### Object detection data
_ _ _ _ _
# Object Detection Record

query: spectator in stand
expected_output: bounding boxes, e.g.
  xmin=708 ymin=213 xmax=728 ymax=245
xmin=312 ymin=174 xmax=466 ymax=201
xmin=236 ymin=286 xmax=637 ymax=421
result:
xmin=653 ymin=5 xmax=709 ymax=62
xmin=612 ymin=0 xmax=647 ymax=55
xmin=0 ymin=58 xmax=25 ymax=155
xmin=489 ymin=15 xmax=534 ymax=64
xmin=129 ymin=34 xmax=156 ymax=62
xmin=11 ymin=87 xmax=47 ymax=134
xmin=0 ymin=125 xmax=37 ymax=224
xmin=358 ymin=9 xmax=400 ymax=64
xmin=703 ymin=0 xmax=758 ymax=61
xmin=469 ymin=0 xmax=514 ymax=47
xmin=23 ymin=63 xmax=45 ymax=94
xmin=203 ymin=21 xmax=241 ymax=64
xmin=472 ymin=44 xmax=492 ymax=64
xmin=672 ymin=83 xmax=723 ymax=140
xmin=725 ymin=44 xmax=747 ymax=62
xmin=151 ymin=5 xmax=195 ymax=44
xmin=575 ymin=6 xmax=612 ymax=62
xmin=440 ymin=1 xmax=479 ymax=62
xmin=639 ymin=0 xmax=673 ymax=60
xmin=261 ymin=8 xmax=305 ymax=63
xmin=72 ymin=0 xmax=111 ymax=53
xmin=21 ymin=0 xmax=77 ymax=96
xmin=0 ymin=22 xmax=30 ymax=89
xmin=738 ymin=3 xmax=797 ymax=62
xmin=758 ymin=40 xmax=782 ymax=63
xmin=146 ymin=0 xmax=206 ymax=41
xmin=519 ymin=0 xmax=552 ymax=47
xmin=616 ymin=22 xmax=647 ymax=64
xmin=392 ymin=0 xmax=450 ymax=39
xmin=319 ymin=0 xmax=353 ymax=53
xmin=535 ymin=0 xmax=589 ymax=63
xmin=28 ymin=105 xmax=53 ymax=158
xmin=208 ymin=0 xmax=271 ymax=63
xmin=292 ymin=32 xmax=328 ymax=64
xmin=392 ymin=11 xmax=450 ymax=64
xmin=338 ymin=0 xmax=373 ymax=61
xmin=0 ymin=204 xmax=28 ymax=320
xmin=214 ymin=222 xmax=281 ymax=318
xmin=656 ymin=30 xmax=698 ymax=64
_ _ _ _ _
### Exercise objective
Reproduce the lines of the data above exactly as they appear, without changing anything.

### Task solution
# Object Detection Record

query: spectator in stand
expected_output: bounding boxes, e.g.
  xmin=708 ymin=213 xmax=728 ymax=245
xmin=312 ymin=174 xmax=466 ymax=201
xmin=236 ymin=286 xmax=637 ymax=421
result:
xmin=653 ymin=5 xmax=709 ymax=62
xmin=612 ymin=0 xmax=647 ymax=55
xmin=0 ymin=58 xmax=25 ymax=155
xmin=489 ymin=15 xmax=534 ymax=64
xmin=129 ymin=34 xmax=156 ymax=62
xmin=11 ymin=87 xmax=47 ymax=134
xmin=0 ymin=125 xmax=37 ymax=224
xmin=358 ymin=9 xmax=400 ymax=64
xmin=703 ymin=0 xmax=758 ymax=61
xmin=469 ymin=0 xmax=514 ymax=47
xmin=23 ymin=63 xmax=45 ymax=94
xmin=203 ymin=21 xmax=241 ymax=64
xmin=472 ymin=44 xmax=492 ymax=64
xmin=672 ymin=83 xmax=723 ymax=140
xmin=725 ymin=44 xmax=747 ymax=62
xmin=151 ymin=5 xmax=195 ymax=44
xmin=575 ymin=6 xmax=612 ymax=62
xmin=440 ymin=1 xmax=479 ymax=62
xmin=639 ymin=0 xmax=673 ymax=60
xmin=261 ymin=8 xmax=305 ymax=63
xmin=72 ymin=0 xmax=111 ymax=53
xmin=21 ymin=0 xmax=77 ymax=96
xmin=0 ymin=22 xmax=30 ymax=89
xmin=738 ymin=3 xmax=797 ymax=62
xmin=758 ymin=40 xmax=782 ymax=63
xmin=146 ymin=0 xmax=206 ymax=41
xmin=519 ymin=0 xmax=552 ymax=47
xmin=616 ymin=22 xmax=647 ymax=64
xmin=392 ymin=0 xmax=450 ymax=39
xmin=319 ymin=0 xmax=353 ymax=53
xmin=535 ymin=0 xmax=589 ymax=63
xmin=28 ymin=105 xmax=53 ymax=158
xmin=208 ymin=0 xmax=271 ymax=63
xmin=292 ymin=32 xmax=328 ymax=64
xmin=392 ymin=11 xmax=450 ymax=64
xmin=338 ymin=0 xmax=373 ymax=61
xmin=0 ymin=204 xmax=28 ymax=320
xmin=214 ymin=222 xmax=281 ymax=318
xmin=656 ymin=30 xmax=698 ymax=64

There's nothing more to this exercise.